*Set problem*:
Transcribe every line of the data below verbatim, without any change.

*Provided records*:

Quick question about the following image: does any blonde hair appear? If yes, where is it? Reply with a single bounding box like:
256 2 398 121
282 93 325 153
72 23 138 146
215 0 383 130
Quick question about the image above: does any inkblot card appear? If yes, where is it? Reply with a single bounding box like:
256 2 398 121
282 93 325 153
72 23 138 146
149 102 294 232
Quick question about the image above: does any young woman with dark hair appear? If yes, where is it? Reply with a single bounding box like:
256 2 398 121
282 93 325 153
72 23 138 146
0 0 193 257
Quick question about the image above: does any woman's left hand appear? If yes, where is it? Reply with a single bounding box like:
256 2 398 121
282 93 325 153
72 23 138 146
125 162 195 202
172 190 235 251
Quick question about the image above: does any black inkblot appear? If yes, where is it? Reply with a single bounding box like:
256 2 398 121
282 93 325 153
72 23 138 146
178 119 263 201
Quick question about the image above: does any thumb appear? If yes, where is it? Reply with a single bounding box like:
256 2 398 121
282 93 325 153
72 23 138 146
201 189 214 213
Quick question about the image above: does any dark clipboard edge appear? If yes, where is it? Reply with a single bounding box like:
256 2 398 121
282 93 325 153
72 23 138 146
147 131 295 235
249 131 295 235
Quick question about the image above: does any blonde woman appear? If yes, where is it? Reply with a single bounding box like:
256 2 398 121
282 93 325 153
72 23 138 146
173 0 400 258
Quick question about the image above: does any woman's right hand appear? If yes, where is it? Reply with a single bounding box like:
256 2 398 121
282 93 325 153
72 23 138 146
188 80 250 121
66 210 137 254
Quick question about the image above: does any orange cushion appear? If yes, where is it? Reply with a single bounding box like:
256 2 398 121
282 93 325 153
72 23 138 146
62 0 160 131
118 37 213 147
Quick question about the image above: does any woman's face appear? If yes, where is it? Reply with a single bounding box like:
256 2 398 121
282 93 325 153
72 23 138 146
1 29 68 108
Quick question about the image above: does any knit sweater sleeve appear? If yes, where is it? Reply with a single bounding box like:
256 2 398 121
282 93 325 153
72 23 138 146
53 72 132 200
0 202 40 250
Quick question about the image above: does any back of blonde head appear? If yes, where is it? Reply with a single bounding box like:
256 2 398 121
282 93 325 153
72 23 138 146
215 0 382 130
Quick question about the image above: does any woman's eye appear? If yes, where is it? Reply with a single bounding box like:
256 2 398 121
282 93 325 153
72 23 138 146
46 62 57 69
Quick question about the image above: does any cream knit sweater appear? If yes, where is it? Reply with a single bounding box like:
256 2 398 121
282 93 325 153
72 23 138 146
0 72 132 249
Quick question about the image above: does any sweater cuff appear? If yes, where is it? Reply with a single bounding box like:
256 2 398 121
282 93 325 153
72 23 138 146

*Reply*:
Quick question about the following image: does any blonde hair appear? If yes, where is it? Reply with a single bounding box like:
256 2 398 121
282 93 325 153
72 23 138 146
215 0 383 130
Quick question about the image above: does any inkblot card appear? If yes, where is it? Reply with a single bounding box like:
256 2 398 121
282 93 325 153
72 23 138 146
149 102 294 232
Quick question about the image above: does any young woman with dark hair appear? If yes, where is it? Reply with a single bounding box like:
256 2 398 121
282 93 325 153
72 23 138 146
0 0 193 257
Quick question about the image above: does any woman's left hand appear? If yes, where is it? Reply with a single bounding box like:
256 2 398 121
282 93 325 153
72 23 138 146
125 162 195 202
172 190 235 251
Quick question about the image above: does any black inkblot appear? If yes, where is it? Reply with a single bounding box like:
256 2 398 121
282 93 325 153
72 23 138 146
178 119 263 201
Quick question about the image above: does any thumb appear? If yes, where is it? Reply with a single bounding box like:
256 2 398 121
282 93 325 153
72 23 138 146
201 189 214 213
Quick question about the image above: does any dark clipboard edge appear? If yes, where is it? Reply with a single bounding box like:
256 2 398 121
282 93 325 153
72 23 138 146
147 131 295 235
249 131 295 235
Quick question about the image above: does any blonde woman appear? If yes, where is it? Reply with a single bounding box like:
256 2 398 121
282 93 325 153
72 23 138 146
173 0 400 258
Quick question about the image above: does any woman's right hand appear? If yes, where is it? Reply with a single bounding box like:
256 2 398 121
282 93 325 153
72 23 138 146
188 80 250 121
66 210 137 254
Quick question about the image above: does any orange cushion appear? If yes, where is it? Reply with a single bounding box like:
256 2 398 121
282 93 325 153
72 23 138 146
62 0 160 131
118 37 213 147
Quick question about the image above: does any woman's face appear? If yes, where is it? Reply with a single bounding box like:
256 2 398 121
282 93 325 153
72 23 138 146
1 29 68 108
Quick question about the image above: does any knit sweater sleeve appear? If yes, where is it? Reply with a single bounding box like:
256 2 398 121
282 93 325 153
72 23 138 146
53 72 132 200
0 202 40 250
Quick question about the image above: does any back of blonde head appear? If yes, where is it? Reply with a single bounding box like:
256 2 398 121
282 93 325 153
72 23 138 146
215 0 382 130
Quick question about the image above: does any woman's eye appear? If yes, where is it? Reply with a single bounding box like:
256 2 398 121
282 93 325 153
72 23 138 146
46 62 57 69
Quick question about the image above: does any cream knit sweater appear? If yes, where is it? Reply with a single bounding box like:
256 2 398 121
282 93 325 153
72 23 138 146
0 72 132 249
Quick question about the image above: does any sweater cuff appear? If yes, where is it? Reply with a single bounding box like:
256 2 398 121
282 93 325 153
72 23 138 146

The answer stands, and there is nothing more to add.